Stated task ▸
Print the entries below in their entirety, exactly as they are written.

Segmentation dataset records
»»

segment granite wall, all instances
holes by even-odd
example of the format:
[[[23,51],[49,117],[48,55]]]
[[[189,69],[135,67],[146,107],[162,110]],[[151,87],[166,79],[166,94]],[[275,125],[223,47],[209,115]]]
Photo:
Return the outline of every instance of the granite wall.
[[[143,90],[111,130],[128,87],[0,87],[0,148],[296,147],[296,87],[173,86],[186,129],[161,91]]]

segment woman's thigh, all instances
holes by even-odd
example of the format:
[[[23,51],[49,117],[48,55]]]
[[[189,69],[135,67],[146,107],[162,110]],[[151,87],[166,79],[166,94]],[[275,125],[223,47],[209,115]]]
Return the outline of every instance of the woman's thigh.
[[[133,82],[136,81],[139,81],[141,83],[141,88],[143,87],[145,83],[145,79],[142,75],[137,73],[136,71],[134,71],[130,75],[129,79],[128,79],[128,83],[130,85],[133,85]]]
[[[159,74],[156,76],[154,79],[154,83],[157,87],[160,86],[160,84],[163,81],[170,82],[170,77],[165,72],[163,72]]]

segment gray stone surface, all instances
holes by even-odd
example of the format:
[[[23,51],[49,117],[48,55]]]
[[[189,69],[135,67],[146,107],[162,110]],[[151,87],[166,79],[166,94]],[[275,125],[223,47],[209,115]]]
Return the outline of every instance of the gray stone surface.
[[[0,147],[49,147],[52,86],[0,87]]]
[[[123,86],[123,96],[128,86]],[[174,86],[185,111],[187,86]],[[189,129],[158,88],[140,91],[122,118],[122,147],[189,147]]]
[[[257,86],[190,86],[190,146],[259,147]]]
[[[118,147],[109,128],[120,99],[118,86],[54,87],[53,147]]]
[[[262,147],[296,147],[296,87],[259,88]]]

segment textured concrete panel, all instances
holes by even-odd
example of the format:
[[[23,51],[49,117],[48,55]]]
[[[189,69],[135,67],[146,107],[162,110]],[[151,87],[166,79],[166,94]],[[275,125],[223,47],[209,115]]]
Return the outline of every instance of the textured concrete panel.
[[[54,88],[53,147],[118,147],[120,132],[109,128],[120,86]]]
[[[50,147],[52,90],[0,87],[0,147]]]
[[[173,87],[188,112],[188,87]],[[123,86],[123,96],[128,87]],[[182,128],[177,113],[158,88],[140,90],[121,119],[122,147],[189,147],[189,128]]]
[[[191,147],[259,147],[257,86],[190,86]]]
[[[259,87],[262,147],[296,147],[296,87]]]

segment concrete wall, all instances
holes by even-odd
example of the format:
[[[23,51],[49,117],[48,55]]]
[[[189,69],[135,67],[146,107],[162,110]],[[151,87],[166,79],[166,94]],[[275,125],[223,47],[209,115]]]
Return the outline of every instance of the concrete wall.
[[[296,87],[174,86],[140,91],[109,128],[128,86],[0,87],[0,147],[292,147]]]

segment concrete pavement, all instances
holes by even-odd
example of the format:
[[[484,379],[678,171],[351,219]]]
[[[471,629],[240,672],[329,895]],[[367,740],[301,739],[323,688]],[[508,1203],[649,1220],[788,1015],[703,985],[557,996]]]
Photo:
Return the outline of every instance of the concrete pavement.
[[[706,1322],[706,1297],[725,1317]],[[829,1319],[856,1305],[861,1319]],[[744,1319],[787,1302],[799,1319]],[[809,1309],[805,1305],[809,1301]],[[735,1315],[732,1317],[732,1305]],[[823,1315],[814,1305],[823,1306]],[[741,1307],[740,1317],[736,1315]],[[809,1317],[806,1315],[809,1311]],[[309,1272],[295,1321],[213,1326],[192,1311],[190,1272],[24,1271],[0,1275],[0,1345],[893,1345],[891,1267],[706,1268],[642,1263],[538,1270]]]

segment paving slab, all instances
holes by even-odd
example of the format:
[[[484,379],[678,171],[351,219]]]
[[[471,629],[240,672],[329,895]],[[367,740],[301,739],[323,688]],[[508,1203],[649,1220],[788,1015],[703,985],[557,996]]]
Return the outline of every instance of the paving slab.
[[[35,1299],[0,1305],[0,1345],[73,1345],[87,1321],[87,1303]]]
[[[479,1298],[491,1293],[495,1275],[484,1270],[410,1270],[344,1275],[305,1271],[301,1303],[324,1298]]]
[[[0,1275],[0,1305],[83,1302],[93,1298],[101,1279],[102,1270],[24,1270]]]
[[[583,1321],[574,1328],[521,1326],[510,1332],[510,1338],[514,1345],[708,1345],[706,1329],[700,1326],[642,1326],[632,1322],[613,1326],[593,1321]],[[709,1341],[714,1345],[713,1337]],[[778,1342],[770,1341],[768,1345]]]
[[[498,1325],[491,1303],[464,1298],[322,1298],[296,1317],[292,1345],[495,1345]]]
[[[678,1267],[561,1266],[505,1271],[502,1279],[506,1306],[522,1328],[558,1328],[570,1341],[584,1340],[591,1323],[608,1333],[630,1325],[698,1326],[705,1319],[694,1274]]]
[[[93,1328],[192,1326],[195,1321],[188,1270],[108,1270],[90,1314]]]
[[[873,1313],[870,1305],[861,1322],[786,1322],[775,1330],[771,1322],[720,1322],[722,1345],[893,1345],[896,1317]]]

««

Correct output ▸
segment granite wall, all instances
holes by even-odd
example of the format:
[[[23,51],[49,117],[48,55]]]
[[[189,69],[135,67],[146,107],[162,110]],[[151,87],[166,79],[166,94]],[[275,125],[223,47],[209,115]]]
Photo:
Return the outline of every instance of the granite wall.
[[[143,90],[111,130],[128,87],[0,87],[0,148],[296,147],[296,87],[173,86],[186,129],[161,91]]]

segment woman's thigh, all instances
holes by even-odd
example of the format:
[[[23,51],[49,117],[48,55]]]
[[[189,69],[135,67],[146,107],[162,110]],[[151,87],[166,79],[166,94]],[[275,125],[223,47],[209,115]]]
Return the outline of every instance of the woman's thigh.
[[[133,82],[136,81],[139,81],[141,83],[141,88],[143,87],[145,83],[145,79],[142,75],[137,73],[136,71],[134,71],[130,75],[129,79],[128,79],[128,83],[130,85],[133,85]]]
[[[159,74],[156,76],[154,79],[154,83],[157,87],[160,86],[160,84],[163,81],[170,82],[170,77],[165,72],[163,72]]]

segment gray stone surface, all instances
holes by even-odd
example of the format:
[[[23,51],[49,117],[48,55]]]
[[[189,69],[135,67],[146,107],[162,110]],[[151,87],[166,79],[166,94]],[[275,125],[223,47],[209,115]]]
Return the outline of every instance of the gray stone surface.
[[[0,147],[49,147],[52,86],[0,87]]]
[[[123,86],[123,96],[128,86]],[[174,86],[185,111],[187,86]],[[189,129],[158,88],[140,91],[122,118],[122,147],[189,147]]]
[[[257,86],[190,86],[190,146],[259,147]]]
[[[118,147],[109,128],[120,99],[118,86],[54,87],[53,147]]]
[[[262,147],[296,147],[296,87],[259,88]]]

segment textured concrete panel, all instances
holes by even-odd
example of the format:
[[[23,51],[49,117],[48,55]]]
[[[189,69],[135,67],[146,107],[162,110]],[[151,87],[166,79],[166,94]],[[275,125],[223,47],[209,115]]]
Return the outline of every instance of the textured concrete panel.
[[[54,88],[53,147],[118,147],[120,132],[109,128],[120,86]]]
[[[50,147],[52,90],[0,87],[0,147]]]
[[[173,87],[188,112],[188,87]],[[123,86],[123,96],[128,87]],[[182,128],[177,113],[158,88],[140,90],[121,119],[122,147],[189,147],[189,128]]]
[[[191,147],[259,147],[257,86],[190,86]]]
[[[259,87],[262,147],[296,147],[296,87]]]

segment concrete wall, all instances
holes by even-odd
example of the format:
[[[23,51],[49,117],[48,55]]]
[[[189,69],[135,67],[146,107],[162,110]],[[151,87],[166,79],[166,94]],[[275,125],[223,47],[209,115]]]
Return the outline of every instance of the concrete wall.
[[[296,87],[174,86],[140,91],[109,128],[128,86],[0,87],[0,147],[292,147]]]

segment concrete pavement, all instances
holes by even-odd
example of the format:
[[[484,379],[678,171],[351,219]]]
[[[471,629],[240,672],[329,895]],[[367,740],[301,739],[323,688]],[[508,1203],[649,1220],[788,1015],[703,985],[557,996]]]
Photo:
Return the outline of every instance of the concrete pavement.
[[[706,1322],[706,1297],[725,1317]],[[829,1319],[856,1305],[861,1319]],[[744,1319],[787,1302],[799,1319]],[[809,1309],[805,1305],[809,1301]],[[735,1315],[732,1317],[732,1305]],[[823,1315],[814,1305],[823,1306]],[[741,1307],[740,1317],[736,1315]],[[809,1317],[806,1315],[809,1311]],[[309,1272],[295,1321],[213,1326],[192,1311],[190,1272],[24,1271],[0,1275],[0,1345],[893,1345],[891,1267],[706,1268],[642,1263],[538,1270]]]

segment paving slab, all instances
holes by even-odd
example of the format:
[[[484,379],[678,171],[351,219]]]
[[[471,629],[240,672],[329,895]],[[367,740],[301,739],[323,688]],[[508,1203],[649,1220],[788,1015],[703,985],[557,996]]]
Return the outline of every instance of the paving slab.
[[[35,1299],[0,1305],[0,1345],[73,1345],[87,1321],[87,1303]]]
[[[479,1298],[491,1293],[495,1275],[484,1270],[410,1270],[344,1275],[305,1271],[301,1303],[324,1298]]]
[[[0,1275],[0,1305],[83,1302],[93,1298],[101,1279],[102,1270],[24,1270]]]
[[[583,1321],[574,1328],[521,1326],[510,1332],[510,1338],[514,1345],[708,1345],[706,1329],[700,1326],[642,1326],[632,1322],[613,1326],[593,1321]],[[709,1341],[714,1345],[713,1337]],[[778,1342],[770,1341],[768,1345]]]
[[[498,1325],[491,1303],[464,1298],[322,1298],[296,1317],[292,1345],[495,1345]]]
[[[678,1267],[561,1266],[505,1271],[502,1279],[506,1306],[522,1328],[558,1328],[570,1341],[584,1340],[591,1323],[608,1333],[630,1325],[698,1326],[705,1319],[694,1274]]]
[[[93,1328],[192,1326],[195,1321],[188,1270],[108,1270],[90,1314]]]
[[[873,1313],[870,1305],[861,1322],[786,1322],[775,1330],[771,1322],[720,1322],[722,1345],[893,1345],[896,1317]]]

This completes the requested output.